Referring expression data

* * *

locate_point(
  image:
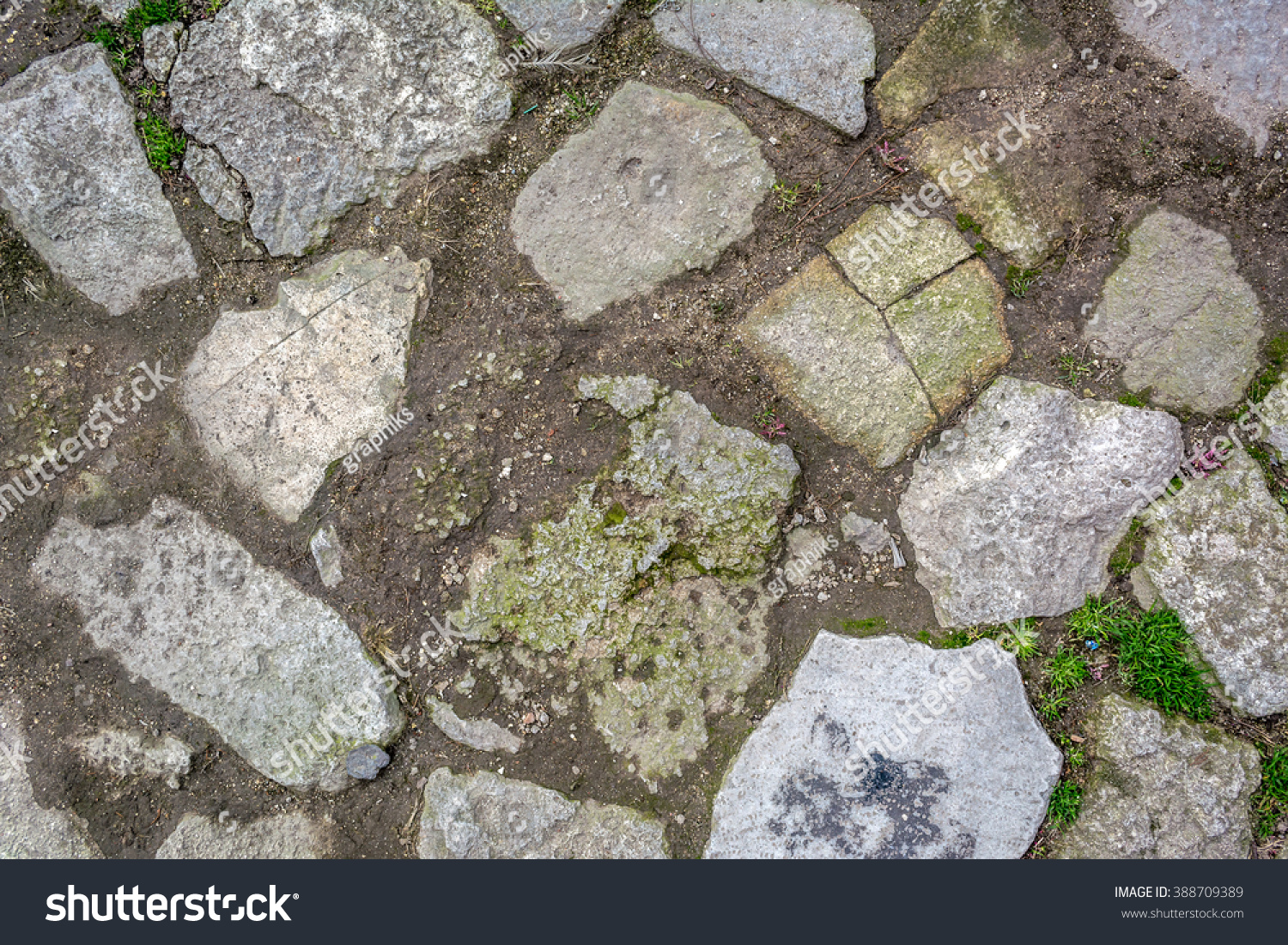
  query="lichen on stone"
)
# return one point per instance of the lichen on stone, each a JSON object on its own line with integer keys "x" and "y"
{"x": 649, "y": 581}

* * *

- _PROBLEM REQUIREMENTS_: Without any pictures, please reproduce the full set of entries.

- _ANSWER TO THIS PROBLEM_:
locate_point(
  image:
  query="lichen on stone"
)
# return one point per instance of the lichen on stone, each a JSON object on its own line with integer keys "x" and "y"
{"x": 649, "y": 581}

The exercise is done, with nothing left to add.